WORK INSTRUCTION: When you reach the listing below, copy each line exactly.
--- MATERIAL PROVIDED Enclosed Below ---
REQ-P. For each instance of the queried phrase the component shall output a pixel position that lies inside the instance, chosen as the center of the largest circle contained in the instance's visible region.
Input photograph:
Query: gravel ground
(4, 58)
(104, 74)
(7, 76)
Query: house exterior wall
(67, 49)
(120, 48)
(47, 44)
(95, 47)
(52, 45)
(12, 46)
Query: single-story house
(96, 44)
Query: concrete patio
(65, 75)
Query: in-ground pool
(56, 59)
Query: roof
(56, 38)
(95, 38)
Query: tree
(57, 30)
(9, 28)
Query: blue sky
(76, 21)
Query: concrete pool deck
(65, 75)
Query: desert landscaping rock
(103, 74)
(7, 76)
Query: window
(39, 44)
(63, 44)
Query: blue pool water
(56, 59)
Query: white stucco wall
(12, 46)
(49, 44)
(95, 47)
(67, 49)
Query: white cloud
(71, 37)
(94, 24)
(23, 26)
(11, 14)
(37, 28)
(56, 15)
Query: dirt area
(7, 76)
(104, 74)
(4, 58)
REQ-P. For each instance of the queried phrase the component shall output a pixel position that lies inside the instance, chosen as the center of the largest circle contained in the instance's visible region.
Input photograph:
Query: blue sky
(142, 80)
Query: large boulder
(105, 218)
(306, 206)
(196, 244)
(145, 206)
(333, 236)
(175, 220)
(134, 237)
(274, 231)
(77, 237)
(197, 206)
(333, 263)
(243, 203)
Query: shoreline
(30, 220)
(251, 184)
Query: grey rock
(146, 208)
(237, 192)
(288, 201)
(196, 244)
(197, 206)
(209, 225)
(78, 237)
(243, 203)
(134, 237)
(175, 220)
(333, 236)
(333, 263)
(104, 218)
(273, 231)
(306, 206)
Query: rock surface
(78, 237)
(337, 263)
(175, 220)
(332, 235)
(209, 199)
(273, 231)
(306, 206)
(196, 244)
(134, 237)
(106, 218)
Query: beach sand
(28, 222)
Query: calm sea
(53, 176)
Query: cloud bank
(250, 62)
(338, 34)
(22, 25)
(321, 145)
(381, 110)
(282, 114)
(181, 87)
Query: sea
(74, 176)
--- End of Enclosed MATERIAL PROVIDED ---
RESPONSE BOX:
REQ-P. For each instance of the queried phrase the component shall output a pixel position that lies inside the instance, chosen as the center of the largest circle contained in the instance's visible region.
Input photograph:
Query: gravel ground
(4, 58)
(104, 74)
(7, 76)
Query: house exterior wall
(67, 49)
(120, 48)
(47, 44)
(95, 47)
(52, 45)
(12, 46)
Query: single-story house
(96, 44)
Query: concrete patio
(65, 75)
Query: in-ground pool
(56, 59)
Query: roof
(56, 38)
(95, 38)
Query: tree
(57, 30)
(9, 28)
Query: blue sky
(76, 21)
Query: concrete pool deck
(65, 75)
Query: desert landscaping rock
(103, 74)
(7, 76)
Query: window
(39, 44)
(63, 44)
Query: blue pool water
(56, 59)
Query: white stucco wall
(12, 46)
(49, 44)
(95, 47)
(67, 49)
Query: white cloud
(71, 37)
(94, 24)
(23, 26)
(11, 14)
(37, 28)
(56, 15)
Query: dirt area
(7, 76)
(104, 74)
(4, 58)
REQ-P. For each instance of the queried phrase the component shall output a pixel position that lies inside the instance, chosen as the center of the largest circle contained in the instance's visible region.
Input photograph:
Query: blue sky
(142, 80)
Query: large boulder
(105, 218)
(306, 206)
(196, 244)
(145, 206)
(333, 236)
(175, 220)
(134, 237)
(274, 231)
(77, 237)
(197, 206)
(333, 263)
(243, 203)
Query: shoreline
(30, 220)
(251, 184)
Query: grey rock
(146, 208)
(237, 192)
(288, 201)
(196, 244)
(197, 206)
(209, 225)
(78, 237)
(243, 203)
(134, 237)
(175, 220)
(333, 236)
(333, 263)
(104, 218)
(273, 231)
(306, 206)
Query: rock surface
(78, 237)
(337, 263)
(175, 220)
(332, 235)
(209, 199)
(273, 231)
(306, 206)
(196, 244)
(134, 237)
(106, 218)
Query: beach sand
(28, 222)
Query: calm sea
(53, 176)
Query: cloud bank
(250, 62)
(338, 34)
(22, 25)
(321, 145)
(381, 110)
(282, 114)
(181, 87)
Query: sea
(74, 176)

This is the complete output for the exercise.